**Your task**
The whole of the data is to be returned without a single change.

**Extracted material**
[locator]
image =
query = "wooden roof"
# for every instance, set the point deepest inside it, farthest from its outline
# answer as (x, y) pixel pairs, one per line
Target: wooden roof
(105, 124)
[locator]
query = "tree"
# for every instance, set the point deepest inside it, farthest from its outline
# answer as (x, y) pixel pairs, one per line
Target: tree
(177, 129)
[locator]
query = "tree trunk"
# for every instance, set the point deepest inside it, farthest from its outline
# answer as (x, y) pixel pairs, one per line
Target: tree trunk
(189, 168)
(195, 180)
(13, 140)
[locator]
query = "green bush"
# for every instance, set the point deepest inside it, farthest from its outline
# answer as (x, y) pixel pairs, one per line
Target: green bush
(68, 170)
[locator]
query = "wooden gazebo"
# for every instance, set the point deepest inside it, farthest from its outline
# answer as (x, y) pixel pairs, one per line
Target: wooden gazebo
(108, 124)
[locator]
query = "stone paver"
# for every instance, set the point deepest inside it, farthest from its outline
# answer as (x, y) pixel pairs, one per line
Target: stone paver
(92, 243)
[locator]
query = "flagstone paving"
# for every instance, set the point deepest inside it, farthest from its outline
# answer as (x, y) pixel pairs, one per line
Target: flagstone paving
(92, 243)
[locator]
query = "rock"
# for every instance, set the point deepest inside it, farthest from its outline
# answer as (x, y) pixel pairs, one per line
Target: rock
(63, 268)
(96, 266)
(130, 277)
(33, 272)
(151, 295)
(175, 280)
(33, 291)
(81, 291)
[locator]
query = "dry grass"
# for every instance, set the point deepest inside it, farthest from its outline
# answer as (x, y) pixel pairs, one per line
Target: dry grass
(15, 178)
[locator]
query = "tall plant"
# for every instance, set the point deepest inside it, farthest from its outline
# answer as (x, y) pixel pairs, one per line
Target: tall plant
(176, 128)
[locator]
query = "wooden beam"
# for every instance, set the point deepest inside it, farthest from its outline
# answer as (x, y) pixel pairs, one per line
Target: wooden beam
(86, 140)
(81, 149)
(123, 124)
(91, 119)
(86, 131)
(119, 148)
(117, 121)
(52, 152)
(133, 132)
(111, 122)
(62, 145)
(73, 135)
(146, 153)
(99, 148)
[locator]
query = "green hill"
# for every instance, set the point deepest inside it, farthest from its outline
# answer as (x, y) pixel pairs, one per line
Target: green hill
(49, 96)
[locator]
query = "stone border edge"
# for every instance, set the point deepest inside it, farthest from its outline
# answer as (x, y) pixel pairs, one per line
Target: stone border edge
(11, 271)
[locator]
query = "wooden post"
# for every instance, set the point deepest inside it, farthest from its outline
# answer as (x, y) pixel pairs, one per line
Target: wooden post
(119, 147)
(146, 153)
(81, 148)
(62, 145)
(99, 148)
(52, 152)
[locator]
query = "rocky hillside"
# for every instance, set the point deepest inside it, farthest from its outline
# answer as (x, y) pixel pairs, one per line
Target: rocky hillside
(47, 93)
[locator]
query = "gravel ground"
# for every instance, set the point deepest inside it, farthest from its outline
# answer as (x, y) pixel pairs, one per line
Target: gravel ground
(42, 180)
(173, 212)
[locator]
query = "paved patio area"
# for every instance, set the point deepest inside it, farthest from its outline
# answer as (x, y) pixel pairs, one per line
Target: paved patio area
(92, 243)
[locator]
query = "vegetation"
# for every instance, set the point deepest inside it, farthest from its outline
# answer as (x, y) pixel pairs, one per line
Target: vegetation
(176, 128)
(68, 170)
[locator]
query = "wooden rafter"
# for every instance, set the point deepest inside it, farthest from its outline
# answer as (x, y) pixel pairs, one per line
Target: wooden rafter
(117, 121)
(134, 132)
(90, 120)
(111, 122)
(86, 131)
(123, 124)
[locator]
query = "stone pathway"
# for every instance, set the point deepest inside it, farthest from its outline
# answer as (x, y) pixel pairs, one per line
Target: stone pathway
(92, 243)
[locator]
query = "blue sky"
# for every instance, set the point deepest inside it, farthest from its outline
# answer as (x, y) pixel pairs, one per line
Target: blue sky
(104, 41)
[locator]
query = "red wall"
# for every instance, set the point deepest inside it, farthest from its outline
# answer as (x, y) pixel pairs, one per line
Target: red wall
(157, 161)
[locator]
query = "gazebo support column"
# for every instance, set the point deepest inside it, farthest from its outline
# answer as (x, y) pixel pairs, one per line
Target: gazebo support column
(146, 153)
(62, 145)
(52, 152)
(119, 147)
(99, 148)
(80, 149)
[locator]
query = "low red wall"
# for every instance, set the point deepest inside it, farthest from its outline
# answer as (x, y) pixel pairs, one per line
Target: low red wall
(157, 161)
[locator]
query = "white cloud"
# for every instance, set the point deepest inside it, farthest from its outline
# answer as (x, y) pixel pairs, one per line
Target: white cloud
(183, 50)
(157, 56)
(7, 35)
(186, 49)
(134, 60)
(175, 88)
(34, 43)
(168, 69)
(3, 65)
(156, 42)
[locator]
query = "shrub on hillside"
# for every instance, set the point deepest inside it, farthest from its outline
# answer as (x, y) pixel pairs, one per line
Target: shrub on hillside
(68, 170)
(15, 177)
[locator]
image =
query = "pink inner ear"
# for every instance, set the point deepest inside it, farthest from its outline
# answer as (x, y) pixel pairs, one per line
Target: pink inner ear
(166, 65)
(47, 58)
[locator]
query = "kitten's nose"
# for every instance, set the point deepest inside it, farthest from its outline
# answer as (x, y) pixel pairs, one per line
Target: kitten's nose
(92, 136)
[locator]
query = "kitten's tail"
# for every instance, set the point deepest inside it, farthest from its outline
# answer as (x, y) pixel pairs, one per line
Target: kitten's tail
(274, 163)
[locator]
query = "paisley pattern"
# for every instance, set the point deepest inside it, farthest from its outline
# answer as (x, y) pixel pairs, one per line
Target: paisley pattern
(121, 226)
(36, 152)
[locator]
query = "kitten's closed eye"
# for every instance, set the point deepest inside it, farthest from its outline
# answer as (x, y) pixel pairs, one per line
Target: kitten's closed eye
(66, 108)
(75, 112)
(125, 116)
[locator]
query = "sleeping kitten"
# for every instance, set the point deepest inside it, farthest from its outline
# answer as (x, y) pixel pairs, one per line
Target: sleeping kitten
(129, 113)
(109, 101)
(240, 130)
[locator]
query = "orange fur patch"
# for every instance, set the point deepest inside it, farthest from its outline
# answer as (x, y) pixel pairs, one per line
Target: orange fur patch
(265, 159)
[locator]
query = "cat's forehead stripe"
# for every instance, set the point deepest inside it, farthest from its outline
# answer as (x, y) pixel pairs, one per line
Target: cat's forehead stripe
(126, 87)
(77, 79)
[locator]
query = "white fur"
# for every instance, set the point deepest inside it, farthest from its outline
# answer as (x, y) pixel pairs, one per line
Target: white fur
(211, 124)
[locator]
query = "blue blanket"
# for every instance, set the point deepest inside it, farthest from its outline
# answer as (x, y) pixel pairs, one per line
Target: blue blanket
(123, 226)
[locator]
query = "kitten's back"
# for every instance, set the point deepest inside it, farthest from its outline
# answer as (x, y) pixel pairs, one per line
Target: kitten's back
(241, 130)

**Written reply**
[locator]
image =
query = "wooden roof"
# for every instance, set the point deepest inside it, farthest from its outline
# answer as (x, y) pixel pairs, one per line
Target: wooden roof
(105, 124)
[locator]
query = "tree"
# for every instance, set the point deepest inside it, farthest from its outline
# answer as (x, y) pixel pairs, one per line
Target: tree
(177, 129)
[locator]
query = "tree trunk"
# for every instance, set the point deepest inside it, farthest from its outline
# answer as (x, y) pixel pairs, one per line
Target: tree trunk
(189, 168)
(195, 180)
(13, 140)
[locator]
query = "green bush"
# for every instance, set the point deepest inside it, farthest from its outline
# answer as (x, y) pixel pairs, one per line
Target: green bush
(68, 170)
[locator]
query = "wooden gazebo"
# for every instance, set the point deepest inside it, farthest from its outline
# answer as (x, y) pixel pairs, one per line
Target: wooden gazebo
(108, 124)
[locator]
query = "stone paver"
# for every instance, set the point deepest inside it, farthest from its outline
# answer as (x, y) pixel pairs, one per line
Target: stone paver
(92, 243)
[locator]
query = "flagstone paving"
# for every instance, set the point deepest inside it, farthest from its outline
# answer as (x, y) pixel pairs, one per line
Target: flagstone paving
(92, 243)
[locator]
query = "rock"
# for every instance, set the point deepest inside it, farthest from its outline
# answer as (x, y) pixel pairs, one per line
Target: rock
(63, 268)
(96, 266)
(130, 277)
(33, 272)
(151, 295)
(175, 280)
(33, 291)
(81, 291)
[locator]
query = "dry grass"
# for every instance, set the point deepest inside it, farthest from its outline
# answer as (x, y) pixel pairs, one per line
Target: dry grass
(15, 178)
[locator]
query = "tall plant"
# for every instance, set the point deepest inside it, farthest from its outline
# answer as (x, y) pixel pairs, one per line
Target: tall plant
(176, 128)
[locator]
query = "wooden beam"
# for every instance, set the point deepest inside it, farthest from its outline
# answer as (x, y) pixel pairs, one per line
Target: wooden beam
(86, 140)
(81, 149)
(123, 124)
(91, 119)
(86, 131)
(119, 148)
(117, 121)
(52, 152)
(133, 132)
(111, 122)
(62, 145)
(73, 135)
(146, 153)
(99, 148)
[locator]
query = "green hill"
# for every instance, set the point deepest inside it, farthest from its outline
# answer as (x, y) pixel pairs, one per line
Target: green hill
(49, 96)
[locator]
query = "stone border edge"
# for every instance, set the point deepest inside it, farthest from its outline
# answer as (x, y) pixel pairs, one per line
Target: stone border edge
(11, 271)
[locator]
query = "wooden post"
# for every instance, set the point deepest inside it, farthest from its outline
# answer as (x, y) pixel pairs, one per line
Target: wooden post
(119, 147)
(146, 153)
(81, 148)
(62, 145)
(99, 148)
(52, 152)
[locator]
query = "rocky hillside"
# for every instance, set the point deepest inside it, farthest from its outline
# answer as (x, y) pixel pairs, one per line
Target: rocky hillside
(47, 93)
[locator]
query = "gravel ground"
# for every instance, set the point deepest inside it, farthest from its outline
# answer as (x, y) pixel pairs, one per line
Target: gravel ground
(42, 180)
(173, 212)
[locator]
query = "paved patio area"
# for every instance, set the point deepest inside it, farthest from its outline
# answer as (x, y) pixel pairs, one per line
Target: paved patio area
(92, 243)
[locator]
query = "vegetation"
# for every instance, set the point deepest inside it, farthest from its outline
# answer as (x, y) pixel pairs, one per line
Target: vegetation
(176, 128)
(68, 170)
[locator]
query = "wooden rafter"
# for every instance, set the point deepest inside it, farthest from its outline
# answer as (x, y) pixel pairs, one per line
Target: wooden rafter
(117, 121)
(134, 132)
(90, 120)
(111, 122)
(86, 131)
(123, 124)
[locator]
query = "stone pathway"
# for every instance, set the point deepest inside it, farthest from its outline
# answer as (x, y) pixel pairs, one per line
Target: stone pathway
(92, 243)
[locator]
query = "blue sky"
# for every instance, set the point deepest inside it, farthest from its outline
# answer as (x, y) pixel pairs, one per line
Target: blue sky
(104, 41)
[locator]
query = "red wall"
# for every instance, set the point deepest inside it, farthest from its outline
# answer as (x, y) pixel pairs, one per line
Target: red wall
(157, 161)
[locator]
query = "gazebo support column"
# for every instance, set the point deepest inside it, farthest from its outline
# answer as (x, y) pixel pairs, one per line
Target: gazebo support column
(146, 153)
(62, 145)
(52, 152)
(119, 147)
(99, 148)
(80, 149)
[locator]
query = "low red wall"
# for every instance, set the point deepest inside it, farthest from its outline
# answer as (x, y) pixel pairs, one per line
Target: low red wall
(157, 161)
[locator]
query = "white cloud"
# for every instance, set the point deepest inside it, farthest from its outline
# answer as (x, y) pixel pairs, one per line
Target: white cloud
(183, 50)
(157, 56)
(7, 35)
(186, 49)
(134, 60)
(175, 88)
(34, 43)
(168, 69)
(3, 65)
(156, 42)
[locator]
query = "shrub on hillside"
# for every instance, set the point deepest inside it, farthest from its outline
# answer as (x, y) pixel pairs, one per line
Target: shrub on hillside
(68, 170)
(15, 177)
[locator]
image =
query = "pink inner ear"
# for every instance, set the point deepest inside it, farthest from its outline
# answer as (x, y) pixel pairs, one per line
Target: pink inner ear
(166, 65)
(47, 58)
[locator]
query = "kitten's nose"
# for every instance, set the point deepest inside it, farthest from its outline
# answer as (x, y) pixel pairs, one per line
Target: kitten's nose
(92, 136)
[locator]
query = "kitten's tail"
# for every instance, set the point deepest inside it, farthest from its outline
# answer as (x, y) pixel pairs, one per line
Target: kitten's tail
(274, 163)
[locator]
query = "paisley pattern"
# for every instance, set the point deepest inside it, farthest from its outline
# answer as (x, y) pixel pairs, one per line
Target: paisley pattern
(121, 226)
(36, 152)
[locator]
query = "kitten's closed eye"
# for every instance, set the point deepest inside it, farthest from its outline
# answer as (x, y) pixel pairs, one per line
Target: kitten's closed eye
(66, 108)
(75, 112)
(125, 116)
[locator]
query = "sleeping kitten"
# for every instance, set the point deepest inside it, farthest from its outline
# answer as (x, y) pixel pairs, one per line
Target: sleeping kitten
(129, 113)
(109, 101)
(240, 130)
[locator]
query = "orange fur patch"
# for every instance, set the point deepest inside it, farthest from its outline
# answer as (x, y) pixel pairs, one per line
Target: orange fur patch
(265, 159)
[locator]
query = "cat's forehead stripe"
# for every instance, set the point deepest inside it, farthest from its outline
# answer as (x, y) pixel pairs, one per line
Target: cat's forehead stripe
(126, 87)
(77, 79)
[locator]
query = "white fur"
# for every instance, set the point deepest inside it, farthest from its outline
# answer as (x, y) pixel pairs, one per line
Target: white fur
(211, 124)
[locator]
query = "blue blanket"
# for every instance, set the point deepest inside it, farthest from its outline
# answer as (x, y) pixel pairs, one per line
Target: blue blanket
(123, 226)
[locator]
query = "kitten's back"
# for every instance, set the point deepest inside it, farthest from its outline
# answer as (x, y) pixel pairs, one per line
Target: kitten's back
(241, 130)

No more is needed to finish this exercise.